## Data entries
################
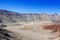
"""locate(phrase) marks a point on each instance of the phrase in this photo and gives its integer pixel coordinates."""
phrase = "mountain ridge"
(9, 16)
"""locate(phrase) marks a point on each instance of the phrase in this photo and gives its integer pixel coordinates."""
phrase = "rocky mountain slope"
(8, 16)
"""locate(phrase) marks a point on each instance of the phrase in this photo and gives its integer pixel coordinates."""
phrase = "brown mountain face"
(8, 16)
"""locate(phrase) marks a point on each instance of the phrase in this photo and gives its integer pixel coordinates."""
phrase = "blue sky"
(31, 6)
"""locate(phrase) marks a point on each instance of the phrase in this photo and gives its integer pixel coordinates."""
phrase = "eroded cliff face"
(8, 16)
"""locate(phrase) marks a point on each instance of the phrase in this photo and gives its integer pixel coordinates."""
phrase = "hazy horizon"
(31, 6)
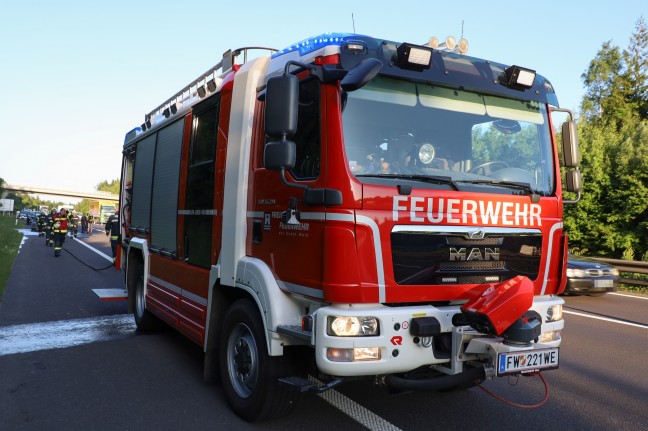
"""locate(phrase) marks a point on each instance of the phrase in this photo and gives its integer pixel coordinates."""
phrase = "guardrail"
(633, 266)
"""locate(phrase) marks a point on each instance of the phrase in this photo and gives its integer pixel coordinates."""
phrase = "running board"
(303, 385)
(295, 332)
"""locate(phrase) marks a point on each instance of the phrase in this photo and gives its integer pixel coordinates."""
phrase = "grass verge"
(9, 242)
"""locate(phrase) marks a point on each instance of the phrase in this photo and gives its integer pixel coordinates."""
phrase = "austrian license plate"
(527, 361)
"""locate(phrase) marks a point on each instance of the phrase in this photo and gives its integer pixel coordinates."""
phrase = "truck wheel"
(249, 375)
(144, 319)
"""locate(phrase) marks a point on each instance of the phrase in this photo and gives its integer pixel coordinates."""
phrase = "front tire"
(248, 373)
(144, 319)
################
## GIVEN TASK
Collect each line in the items that contains the string "face". Letter case matters when matching.

## TASK RESPONSE
phrase = "brown mountain face"
phrase = "eroded cliff face"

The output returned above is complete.